━━━━━ Extracted text ━━━━━

Active Record find_each
using Postges cursors
March 2022
Active Record’s find_each
is the go-to method for loading a large number
of records in an efficient way. Under the hood it uses OFFSET
and LIMIT
to
load records in batches and yield
them to our block. One drawback to this
approach is Rails requires records to be ordered by their primary key, despite
Postges only requiring the ORDER
to be unique1.
Not ideal!
With Postgres it’s possible to solve this problem using another tool called a cursor. These can wrap any query, ordered any way, and make it possible to fetch it’s results incrementally2. But unfortuantly Rails doesn’t have native support for Postgres cursors.
Spelunking Rails’s issues on Github your author stumbled across
rails/rails#28085, which contains a monkey patch impementing a variant of
find_each
using cursors.
module ActiveRecord
module Batches
# Implements `find_each` variant using cursors. Source:
# https://github.com/rails/rails/issues/28085#issuecomment-457909168
#
# Our changes:
# * `break` condition avoids extra iteration on small sets
# * use Active Records safe string replacement in `find_by_sql`
# * simplify cursor definition based on Postgres defaults (more inline)
# * remove redundant references `self`
def batched_each(count: 1000, &block)
transaction do
# Cursors are created `WITHOUT HOLD` by default and cannot be used
# outside of the transaction that created them. `NO SCROLL` specifies
# the cursor cannot be used to retrieve rows in a non-sequential
# fashion.
connection.execute("DECLARE pc NO SCROLL CURSOR FOR #{to_sql}")
loop do
result = find_by_sql(["FETCH FORWARD ? FROM pc", count], &block)
break if result.count < count
end
end
end
end
end

━━━━━ Material provided ━━━━━

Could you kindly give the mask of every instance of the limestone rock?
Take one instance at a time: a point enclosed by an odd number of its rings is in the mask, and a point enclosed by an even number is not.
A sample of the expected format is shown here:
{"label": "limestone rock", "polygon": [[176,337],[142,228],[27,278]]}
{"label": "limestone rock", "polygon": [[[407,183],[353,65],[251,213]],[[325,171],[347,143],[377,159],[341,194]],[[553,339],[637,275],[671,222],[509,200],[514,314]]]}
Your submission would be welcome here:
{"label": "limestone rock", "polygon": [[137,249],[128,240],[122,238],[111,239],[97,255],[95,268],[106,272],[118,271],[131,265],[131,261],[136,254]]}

━━━━━

Quote the find_each article word for word, starting with "With Postgres it’s" and going on through "defaults (more inline)". Work only from the article on find_each and Postgres cursors.

With Postgres it’s possible to solve this problem using another tool called a cursor. These can wrap any query, ordered any way, and make it possible to fetch it’s results incrementally2. But unfortuantly Rails doesn’t have native support for Postgres cursors.
Spelunking Rails’s issues on Github your author stumbled across
rails/rails#28085, which contains a monkey patch impementing a variant of
find_each
using cursors.
module ActiveRecord
module Batches
# Implements `find_each` variant using cursors. Source:
# https://github.com/rails/rails/issues/28085#issuecomment-457909168
#
# Our changes:
# * `break` condition avoids extra iteration on small sets
# * use Active Records safe string replacement in `find_by_sql`
# * simplify cursor definition based on Postgres defaults (more inline)